• Instructions to follow
Rewrite the records below, starting at the line containing "of the bundle" and ending at the last line, and substitute "sticks" for "reeds" while leaving everything else unchanged.

Dataset rows on where objects appear
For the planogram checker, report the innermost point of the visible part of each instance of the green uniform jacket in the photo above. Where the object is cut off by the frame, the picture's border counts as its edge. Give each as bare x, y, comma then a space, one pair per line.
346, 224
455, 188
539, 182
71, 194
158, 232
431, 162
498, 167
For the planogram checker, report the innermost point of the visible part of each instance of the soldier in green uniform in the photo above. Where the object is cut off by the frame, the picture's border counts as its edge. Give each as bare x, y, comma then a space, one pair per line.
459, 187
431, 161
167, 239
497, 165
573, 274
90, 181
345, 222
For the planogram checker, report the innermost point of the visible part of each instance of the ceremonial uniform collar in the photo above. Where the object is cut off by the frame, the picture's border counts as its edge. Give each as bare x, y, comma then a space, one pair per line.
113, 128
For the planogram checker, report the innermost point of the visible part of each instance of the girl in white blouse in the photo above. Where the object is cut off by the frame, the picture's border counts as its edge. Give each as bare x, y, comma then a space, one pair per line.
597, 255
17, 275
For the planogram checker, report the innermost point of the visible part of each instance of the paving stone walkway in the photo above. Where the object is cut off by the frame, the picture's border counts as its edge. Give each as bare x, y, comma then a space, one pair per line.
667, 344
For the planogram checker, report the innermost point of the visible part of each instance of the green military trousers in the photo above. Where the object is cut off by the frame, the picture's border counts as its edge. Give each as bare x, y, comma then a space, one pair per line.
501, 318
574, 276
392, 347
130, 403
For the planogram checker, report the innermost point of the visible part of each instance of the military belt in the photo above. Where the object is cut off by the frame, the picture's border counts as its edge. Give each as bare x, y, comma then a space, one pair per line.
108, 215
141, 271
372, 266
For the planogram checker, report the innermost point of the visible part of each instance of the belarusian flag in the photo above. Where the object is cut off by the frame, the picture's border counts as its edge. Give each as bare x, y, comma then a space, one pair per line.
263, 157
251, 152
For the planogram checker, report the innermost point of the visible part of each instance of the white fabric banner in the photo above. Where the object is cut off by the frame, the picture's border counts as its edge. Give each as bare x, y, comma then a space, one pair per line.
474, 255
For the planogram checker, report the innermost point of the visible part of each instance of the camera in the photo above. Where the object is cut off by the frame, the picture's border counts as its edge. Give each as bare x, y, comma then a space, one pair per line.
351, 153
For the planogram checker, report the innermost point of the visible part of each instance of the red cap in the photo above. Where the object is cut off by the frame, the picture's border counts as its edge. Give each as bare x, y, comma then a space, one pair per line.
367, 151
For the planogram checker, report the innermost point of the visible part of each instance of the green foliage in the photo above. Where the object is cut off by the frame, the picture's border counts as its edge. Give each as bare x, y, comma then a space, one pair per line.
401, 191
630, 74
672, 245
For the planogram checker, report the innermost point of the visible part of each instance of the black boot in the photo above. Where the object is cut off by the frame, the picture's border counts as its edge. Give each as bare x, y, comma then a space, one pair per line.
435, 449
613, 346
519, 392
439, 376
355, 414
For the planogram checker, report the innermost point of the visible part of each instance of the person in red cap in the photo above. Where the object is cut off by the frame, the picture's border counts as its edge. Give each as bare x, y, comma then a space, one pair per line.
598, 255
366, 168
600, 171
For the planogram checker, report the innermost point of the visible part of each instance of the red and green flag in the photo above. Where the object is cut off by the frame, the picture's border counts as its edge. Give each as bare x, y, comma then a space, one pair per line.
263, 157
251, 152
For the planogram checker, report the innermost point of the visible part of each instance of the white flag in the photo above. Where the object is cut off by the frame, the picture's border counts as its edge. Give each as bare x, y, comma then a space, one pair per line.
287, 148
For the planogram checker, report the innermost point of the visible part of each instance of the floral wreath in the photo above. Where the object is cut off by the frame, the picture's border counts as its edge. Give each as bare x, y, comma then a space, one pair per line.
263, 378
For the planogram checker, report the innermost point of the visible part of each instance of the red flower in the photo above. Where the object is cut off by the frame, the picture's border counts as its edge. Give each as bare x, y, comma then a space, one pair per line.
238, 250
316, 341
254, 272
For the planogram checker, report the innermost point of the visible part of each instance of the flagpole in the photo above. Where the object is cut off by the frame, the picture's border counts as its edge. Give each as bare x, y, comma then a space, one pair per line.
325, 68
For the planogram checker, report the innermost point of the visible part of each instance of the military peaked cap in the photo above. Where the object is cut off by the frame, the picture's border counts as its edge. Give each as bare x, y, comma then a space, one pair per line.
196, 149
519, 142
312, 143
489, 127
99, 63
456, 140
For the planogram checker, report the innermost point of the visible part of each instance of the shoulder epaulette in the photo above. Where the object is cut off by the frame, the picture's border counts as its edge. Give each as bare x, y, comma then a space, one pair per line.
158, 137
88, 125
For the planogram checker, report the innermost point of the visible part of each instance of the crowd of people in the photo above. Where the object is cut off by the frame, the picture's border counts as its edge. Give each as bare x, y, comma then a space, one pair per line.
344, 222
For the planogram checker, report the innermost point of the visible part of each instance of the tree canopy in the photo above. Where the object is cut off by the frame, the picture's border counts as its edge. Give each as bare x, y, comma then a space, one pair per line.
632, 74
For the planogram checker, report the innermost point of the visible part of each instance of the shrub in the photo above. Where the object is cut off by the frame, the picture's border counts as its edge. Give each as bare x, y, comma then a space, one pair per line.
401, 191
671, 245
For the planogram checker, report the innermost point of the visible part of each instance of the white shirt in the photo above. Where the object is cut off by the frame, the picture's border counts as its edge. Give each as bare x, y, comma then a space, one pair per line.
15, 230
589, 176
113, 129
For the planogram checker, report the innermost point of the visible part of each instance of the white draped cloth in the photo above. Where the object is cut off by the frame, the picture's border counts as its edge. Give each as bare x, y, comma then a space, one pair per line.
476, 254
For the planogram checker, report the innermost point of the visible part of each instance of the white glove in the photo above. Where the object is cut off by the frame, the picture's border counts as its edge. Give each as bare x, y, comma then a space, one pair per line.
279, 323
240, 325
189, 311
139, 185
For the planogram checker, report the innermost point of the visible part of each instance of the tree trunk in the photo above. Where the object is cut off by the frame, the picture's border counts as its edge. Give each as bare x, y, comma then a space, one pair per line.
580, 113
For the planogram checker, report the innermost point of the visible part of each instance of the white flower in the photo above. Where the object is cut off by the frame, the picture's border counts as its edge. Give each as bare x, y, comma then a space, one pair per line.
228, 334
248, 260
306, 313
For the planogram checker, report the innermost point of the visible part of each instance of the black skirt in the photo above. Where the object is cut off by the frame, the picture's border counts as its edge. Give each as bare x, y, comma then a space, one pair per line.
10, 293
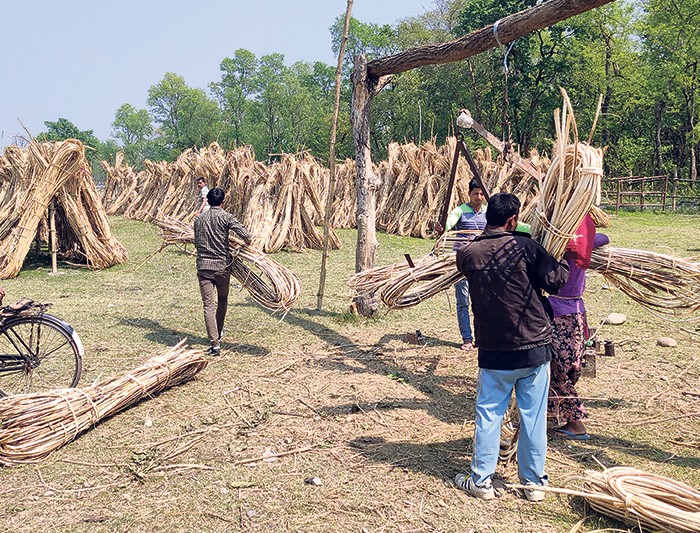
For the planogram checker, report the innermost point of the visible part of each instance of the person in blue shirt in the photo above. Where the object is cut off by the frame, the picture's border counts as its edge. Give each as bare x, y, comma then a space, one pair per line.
470, 220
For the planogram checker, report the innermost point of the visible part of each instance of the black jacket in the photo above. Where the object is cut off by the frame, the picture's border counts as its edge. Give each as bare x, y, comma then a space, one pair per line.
507, 273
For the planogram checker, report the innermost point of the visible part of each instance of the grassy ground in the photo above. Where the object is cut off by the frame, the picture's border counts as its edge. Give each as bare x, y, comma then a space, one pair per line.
384, 424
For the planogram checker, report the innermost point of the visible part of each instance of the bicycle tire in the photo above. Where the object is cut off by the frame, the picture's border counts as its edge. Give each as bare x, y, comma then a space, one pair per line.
50, 351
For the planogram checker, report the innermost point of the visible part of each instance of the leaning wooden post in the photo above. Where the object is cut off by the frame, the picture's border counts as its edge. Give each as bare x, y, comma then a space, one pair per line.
366, 182
52, 235
331, 161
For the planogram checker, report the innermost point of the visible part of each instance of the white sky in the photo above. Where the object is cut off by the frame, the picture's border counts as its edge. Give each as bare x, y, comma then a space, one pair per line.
82, 59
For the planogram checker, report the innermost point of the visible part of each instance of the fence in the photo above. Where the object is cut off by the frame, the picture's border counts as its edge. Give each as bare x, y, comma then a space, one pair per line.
659, 192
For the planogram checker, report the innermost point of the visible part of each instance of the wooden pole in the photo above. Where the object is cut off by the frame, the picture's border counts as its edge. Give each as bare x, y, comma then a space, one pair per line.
369, 78
331, 179
675, 187
663, 202
450, 187
366, 183
509, 29
52, 235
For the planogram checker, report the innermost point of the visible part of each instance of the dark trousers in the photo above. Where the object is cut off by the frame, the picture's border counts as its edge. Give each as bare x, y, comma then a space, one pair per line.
214, 286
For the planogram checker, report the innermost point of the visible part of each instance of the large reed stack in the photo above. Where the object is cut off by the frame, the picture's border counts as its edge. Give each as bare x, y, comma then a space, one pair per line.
35, 176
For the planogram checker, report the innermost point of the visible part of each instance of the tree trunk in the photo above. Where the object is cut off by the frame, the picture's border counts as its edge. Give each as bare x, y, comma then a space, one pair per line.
658, 152
509, 29
369, 78
364, 89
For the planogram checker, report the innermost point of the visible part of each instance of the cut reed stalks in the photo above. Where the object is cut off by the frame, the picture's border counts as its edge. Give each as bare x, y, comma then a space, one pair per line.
35, 176
662, 283
32, 426
268, 282
640, 499
570, 188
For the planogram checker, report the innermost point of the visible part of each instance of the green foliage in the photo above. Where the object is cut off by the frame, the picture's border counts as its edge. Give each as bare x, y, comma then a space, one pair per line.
64, 129
186, 117
133, 127
641, 58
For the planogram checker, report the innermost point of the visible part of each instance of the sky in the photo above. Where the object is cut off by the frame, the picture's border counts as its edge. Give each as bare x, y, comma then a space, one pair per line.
82, 59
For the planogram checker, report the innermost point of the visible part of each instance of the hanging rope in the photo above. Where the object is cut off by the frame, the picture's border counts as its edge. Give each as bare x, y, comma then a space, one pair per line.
506, 101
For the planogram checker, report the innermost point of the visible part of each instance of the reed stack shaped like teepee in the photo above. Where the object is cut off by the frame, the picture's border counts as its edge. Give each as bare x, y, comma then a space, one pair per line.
32, 178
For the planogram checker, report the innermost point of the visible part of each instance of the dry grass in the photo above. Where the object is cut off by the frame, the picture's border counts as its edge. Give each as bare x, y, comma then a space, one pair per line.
384, 424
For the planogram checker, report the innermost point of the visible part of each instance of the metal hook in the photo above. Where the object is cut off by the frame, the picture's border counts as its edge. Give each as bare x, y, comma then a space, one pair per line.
507, 52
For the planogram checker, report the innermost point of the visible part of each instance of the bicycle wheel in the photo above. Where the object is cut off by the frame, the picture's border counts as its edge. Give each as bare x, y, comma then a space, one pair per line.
38, 353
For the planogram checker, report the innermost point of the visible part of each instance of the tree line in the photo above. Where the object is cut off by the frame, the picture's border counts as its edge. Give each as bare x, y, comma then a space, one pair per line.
641, 56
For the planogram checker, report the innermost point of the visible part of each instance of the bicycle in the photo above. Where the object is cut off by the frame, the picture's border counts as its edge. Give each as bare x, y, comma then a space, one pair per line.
38, 351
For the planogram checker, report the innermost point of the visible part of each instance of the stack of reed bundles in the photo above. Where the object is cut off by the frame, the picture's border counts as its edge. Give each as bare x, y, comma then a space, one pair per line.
279, 203
120, 185
268, 282
282, 202
36, 175
571, 186
35, 425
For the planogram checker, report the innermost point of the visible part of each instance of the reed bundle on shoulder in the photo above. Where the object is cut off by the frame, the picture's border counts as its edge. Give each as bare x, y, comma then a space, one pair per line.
640, 499
36, 424
660, 282
571, 186
400, 286
268, 282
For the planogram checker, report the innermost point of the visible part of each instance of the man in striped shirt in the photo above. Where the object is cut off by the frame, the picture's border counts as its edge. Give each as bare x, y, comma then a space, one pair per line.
471, 219
214, 260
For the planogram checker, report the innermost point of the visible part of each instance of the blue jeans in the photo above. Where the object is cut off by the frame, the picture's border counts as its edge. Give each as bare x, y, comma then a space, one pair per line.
462, 302
494, 388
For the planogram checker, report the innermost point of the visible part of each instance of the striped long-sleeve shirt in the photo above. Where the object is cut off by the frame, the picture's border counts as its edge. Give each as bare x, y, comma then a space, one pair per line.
211, 231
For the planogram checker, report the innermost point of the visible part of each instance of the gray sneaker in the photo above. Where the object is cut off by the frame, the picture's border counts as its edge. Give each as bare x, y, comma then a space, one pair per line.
214, 350
533, 495
485, 492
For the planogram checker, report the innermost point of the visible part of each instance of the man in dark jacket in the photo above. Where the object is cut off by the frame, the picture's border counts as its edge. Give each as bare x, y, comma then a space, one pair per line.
211, 230
507, 274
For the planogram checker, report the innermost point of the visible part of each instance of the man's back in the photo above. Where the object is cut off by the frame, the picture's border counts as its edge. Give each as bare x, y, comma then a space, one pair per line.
211, 232
506, 275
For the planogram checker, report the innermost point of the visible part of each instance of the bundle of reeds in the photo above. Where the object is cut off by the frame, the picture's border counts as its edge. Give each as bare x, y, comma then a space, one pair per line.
42, 172
640, 499
430, 277
268, 282
570, 188
279, 203
660, 282
36, 424
120, 185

• Complete answer
For the planogram checker, report the innermost point of the visible part of each instance of the bundle of sticks in the photo above. Where the object is cut off by the frame, the picture's border counts as its edge. Give each as bare x, y, comma then a space, one pair per line.
42, 172
640, 499
430, 277
268, 282
570, 188
279, 203
660, 282
36, 424
120, 185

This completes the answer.